◆ The exercise: Starting with the line that contains "the rear door", set down each line through the end of the entries below, exactly and with nothing added.

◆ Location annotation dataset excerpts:
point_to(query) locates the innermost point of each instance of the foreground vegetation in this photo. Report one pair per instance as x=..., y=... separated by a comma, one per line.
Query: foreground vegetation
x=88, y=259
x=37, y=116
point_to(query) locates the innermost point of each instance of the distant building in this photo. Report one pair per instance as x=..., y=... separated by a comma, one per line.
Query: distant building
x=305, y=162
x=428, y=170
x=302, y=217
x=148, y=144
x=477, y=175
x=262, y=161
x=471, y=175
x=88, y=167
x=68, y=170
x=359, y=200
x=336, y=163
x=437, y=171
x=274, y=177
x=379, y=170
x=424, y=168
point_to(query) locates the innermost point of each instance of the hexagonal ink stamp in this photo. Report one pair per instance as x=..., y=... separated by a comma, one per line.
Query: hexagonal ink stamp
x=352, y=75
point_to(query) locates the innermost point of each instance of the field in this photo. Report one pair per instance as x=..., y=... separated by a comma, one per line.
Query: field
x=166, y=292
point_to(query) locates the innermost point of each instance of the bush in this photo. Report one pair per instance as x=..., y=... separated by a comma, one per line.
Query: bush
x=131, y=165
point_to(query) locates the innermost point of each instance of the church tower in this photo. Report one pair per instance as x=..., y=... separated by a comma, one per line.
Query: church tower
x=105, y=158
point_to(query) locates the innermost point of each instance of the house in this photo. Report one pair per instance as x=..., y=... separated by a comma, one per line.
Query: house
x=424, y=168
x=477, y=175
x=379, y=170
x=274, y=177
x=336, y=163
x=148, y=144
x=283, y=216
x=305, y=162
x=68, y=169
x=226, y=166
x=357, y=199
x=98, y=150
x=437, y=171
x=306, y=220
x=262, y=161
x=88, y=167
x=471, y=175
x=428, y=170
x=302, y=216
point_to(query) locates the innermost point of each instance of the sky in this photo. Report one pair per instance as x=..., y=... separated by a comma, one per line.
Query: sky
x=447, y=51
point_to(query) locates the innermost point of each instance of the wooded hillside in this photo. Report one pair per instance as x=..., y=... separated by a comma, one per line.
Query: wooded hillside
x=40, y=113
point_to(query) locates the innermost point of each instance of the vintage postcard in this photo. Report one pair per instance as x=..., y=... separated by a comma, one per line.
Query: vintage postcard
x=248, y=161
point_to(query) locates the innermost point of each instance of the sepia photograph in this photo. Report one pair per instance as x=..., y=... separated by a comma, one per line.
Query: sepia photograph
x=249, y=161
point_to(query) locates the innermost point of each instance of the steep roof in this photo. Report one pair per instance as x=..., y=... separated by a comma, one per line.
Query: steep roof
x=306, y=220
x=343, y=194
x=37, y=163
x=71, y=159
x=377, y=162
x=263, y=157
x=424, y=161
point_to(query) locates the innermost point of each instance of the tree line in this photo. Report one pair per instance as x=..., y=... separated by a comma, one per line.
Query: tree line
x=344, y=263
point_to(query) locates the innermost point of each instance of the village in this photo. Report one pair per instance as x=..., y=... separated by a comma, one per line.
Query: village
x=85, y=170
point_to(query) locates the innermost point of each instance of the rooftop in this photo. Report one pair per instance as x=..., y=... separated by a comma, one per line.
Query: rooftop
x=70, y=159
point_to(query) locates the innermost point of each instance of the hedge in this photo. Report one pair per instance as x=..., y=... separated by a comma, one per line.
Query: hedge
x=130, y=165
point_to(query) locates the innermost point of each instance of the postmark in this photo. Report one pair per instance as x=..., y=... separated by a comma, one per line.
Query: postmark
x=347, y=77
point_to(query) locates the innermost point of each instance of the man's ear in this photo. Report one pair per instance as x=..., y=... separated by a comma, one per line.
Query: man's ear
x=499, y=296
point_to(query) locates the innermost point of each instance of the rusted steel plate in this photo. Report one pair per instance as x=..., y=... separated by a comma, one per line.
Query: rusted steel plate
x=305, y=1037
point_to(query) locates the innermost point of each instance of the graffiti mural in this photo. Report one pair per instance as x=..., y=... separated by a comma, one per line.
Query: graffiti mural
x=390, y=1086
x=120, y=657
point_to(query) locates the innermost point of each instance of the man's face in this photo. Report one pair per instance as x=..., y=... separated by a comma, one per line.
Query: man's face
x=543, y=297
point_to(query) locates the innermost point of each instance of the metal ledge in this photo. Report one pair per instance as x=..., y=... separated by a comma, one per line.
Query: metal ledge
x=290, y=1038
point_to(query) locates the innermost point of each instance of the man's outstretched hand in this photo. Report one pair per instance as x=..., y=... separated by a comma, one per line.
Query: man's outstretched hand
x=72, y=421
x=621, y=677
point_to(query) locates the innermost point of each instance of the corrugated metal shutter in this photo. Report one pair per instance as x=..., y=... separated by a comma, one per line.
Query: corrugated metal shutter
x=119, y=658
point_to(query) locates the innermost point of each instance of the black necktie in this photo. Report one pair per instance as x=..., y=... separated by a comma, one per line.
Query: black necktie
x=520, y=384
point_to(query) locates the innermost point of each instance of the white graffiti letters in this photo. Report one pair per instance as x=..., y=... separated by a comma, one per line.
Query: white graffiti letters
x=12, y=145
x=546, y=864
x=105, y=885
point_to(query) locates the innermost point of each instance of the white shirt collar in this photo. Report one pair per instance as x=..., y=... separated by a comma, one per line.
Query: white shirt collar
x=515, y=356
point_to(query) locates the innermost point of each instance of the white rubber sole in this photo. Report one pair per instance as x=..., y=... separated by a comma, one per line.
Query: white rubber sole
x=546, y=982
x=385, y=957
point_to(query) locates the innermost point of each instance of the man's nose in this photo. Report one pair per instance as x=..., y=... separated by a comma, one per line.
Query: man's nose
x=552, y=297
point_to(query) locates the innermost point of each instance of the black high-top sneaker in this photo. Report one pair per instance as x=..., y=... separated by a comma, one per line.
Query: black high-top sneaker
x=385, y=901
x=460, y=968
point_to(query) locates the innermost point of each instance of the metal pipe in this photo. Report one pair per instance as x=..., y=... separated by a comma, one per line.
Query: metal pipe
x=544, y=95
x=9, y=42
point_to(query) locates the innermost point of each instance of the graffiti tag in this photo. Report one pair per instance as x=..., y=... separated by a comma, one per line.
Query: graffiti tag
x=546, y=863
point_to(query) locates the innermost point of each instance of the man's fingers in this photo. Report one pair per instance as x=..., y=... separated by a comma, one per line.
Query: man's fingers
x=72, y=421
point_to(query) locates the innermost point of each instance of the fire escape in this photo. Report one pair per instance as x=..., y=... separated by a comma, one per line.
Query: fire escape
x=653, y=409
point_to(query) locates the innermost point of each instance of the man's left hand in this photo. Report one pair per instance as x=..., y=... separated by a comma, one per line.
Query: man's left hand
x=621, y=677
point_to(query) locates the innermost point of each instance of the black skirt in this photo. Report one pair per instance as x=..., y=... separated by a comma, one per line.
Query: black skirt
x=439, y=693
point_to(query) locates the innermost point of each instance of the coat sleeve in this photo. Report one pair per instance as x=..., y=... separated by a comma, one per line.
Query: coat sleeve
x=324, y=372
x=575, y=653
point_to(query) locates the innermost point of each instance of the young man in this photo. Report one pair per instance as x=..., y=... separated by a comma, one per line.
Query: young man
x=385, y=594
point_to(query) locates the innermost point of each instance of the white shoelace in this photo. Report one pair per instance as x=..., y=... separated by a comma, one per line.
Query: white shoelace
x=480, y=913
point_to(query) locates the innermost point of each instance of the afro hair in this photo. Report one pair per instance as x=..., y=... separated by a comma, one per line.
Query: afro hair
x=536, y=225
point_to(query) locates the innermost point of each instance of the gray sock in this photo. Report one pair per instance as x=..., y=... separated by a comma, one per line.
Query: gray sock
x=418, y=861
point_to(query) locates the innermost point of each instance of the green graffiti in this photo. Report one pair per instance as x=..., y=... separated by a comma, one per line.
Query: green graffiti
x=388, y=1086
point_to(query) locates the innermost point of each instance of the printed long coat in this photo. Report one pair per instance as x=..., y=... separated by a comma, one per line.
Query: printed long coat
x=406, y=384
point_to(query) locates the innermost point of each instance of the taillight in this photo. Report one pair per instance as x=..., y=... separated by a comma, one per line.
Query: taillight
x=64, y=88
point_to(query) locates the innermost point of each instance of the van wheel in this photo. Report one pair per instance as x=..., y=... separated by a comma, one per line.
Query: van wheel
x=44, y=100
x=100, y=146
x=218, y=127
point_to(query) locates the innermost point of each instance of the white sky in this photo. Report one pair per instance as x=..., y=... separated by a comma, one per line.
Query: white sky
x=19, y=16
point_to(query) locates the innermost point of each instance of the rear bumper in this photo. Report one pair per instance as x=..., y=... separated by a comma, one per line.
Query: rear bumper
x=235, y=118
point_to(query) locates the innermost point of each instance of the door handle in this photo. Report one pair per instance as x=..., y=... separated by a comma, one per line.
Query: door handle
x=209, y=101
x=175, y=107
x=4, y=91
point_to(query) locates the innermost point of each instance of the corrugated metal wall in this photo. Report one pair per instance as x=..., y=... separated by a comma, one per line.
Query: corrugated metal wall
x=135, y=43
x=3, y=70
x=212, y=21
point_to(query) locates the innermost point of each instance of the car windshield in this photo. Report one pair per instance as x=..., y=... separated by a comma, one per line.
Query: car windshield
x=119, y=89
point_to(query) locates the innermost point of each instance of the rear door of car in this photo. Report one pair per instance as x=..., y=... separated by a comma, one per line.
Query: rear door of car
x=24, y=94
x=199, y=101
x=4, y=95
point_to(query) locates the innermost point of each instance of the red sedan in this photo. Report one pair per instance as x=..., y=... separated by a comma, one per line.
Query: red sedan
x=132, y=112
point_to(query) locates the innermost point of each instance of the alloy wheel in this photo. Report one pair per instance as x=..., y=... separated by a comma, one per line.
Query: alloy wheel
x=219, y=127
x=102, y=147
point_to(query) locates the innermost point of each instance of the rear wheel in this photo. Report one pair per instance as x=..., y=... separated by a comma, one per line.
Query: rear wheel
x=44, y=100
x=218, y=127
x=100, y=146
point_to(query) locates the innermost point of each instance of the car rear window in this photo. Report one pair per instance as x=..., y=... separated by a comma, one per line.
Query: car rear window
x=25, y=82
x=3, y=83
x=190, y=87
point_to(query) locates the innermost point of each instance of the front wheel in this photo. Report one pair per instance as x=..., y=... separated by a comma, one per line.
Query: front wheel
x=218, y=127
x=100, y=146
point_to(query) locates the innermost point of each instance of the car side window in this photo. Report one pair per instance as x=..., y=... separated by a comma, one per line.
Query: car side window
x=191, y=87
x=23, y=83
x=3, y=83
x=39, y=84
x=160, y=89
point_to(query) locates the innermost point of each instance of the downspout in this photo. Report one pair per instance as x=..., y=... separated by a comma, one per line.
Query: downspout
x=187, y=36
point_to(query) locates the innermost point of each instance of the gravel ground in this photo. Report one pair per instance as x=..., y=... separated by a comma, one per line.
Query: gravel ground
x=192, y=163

◆ Task solution:
point_to(query) locates the innermost point of each instance of the rear door of car in this photo. Report one pair per instance as x=..., y=... separated by a comma, one per line.
Query: rear door of car
x=24, y=94
x=199, y=101
x=4, y=95
point_to(query) locates the innermost point of each instance of the red sedan in this photo. Report one pair per instance as x=..., y=... separated by a comma, one per line.
Query: red sedan
x=132, y=112
point_to(query) locates the innermost point of each instance of the alloy wheel in this photo. Report one pair per instance as x=..., y=... separated by a comma, one per line.
Query: alloy wheel
x=219, y=127
x=102, y=147
point_to(query) locates the innermost point of each instance of the rear wheel in this photo. Report one pair per instance as x=..., y=... separated by a comma, one per line.
Query: rear wheel
x=44, y=100
x=218, y=127
x=100, y=146
point_to(query) locates the innermost point of each instance of the car rear window in this photo. Report one pair per instance as x=..., y=... separated by a comma, one per line.
Query: car rear window
x=25, y=82
x=3, y=83
x=190, y=87
point_to(query) locates the innermost point of each instance of the front wheel in this photo. Report one pair per instance as x=..., y=... separated by a comma, one per line.
Query: front wheel
x=218, y=127
x=100, y=146
point_to(query) locates the innermost point of each instance of the car side window in this photo. Report one pair per instance as x=..., y=... separated by a comma, one per line.
Query: car side window
x=191, y=87
x=23, y=83
x=3, y=83
x=39, y=84
x=160, y=89
point_to(query) locates the innermost point of each instance of the downspout in this photo. Report one pair per instance as x=..., y=... separated by a comma, one per line.
Query: downspout
x=187, y=36
point_to(query) locates the innermost point of each instance of the gravel ground in this photo. Report one pair per instance as x=..., y=... separated by a comma, one per line.
Query: gravel ground
x=192, y=163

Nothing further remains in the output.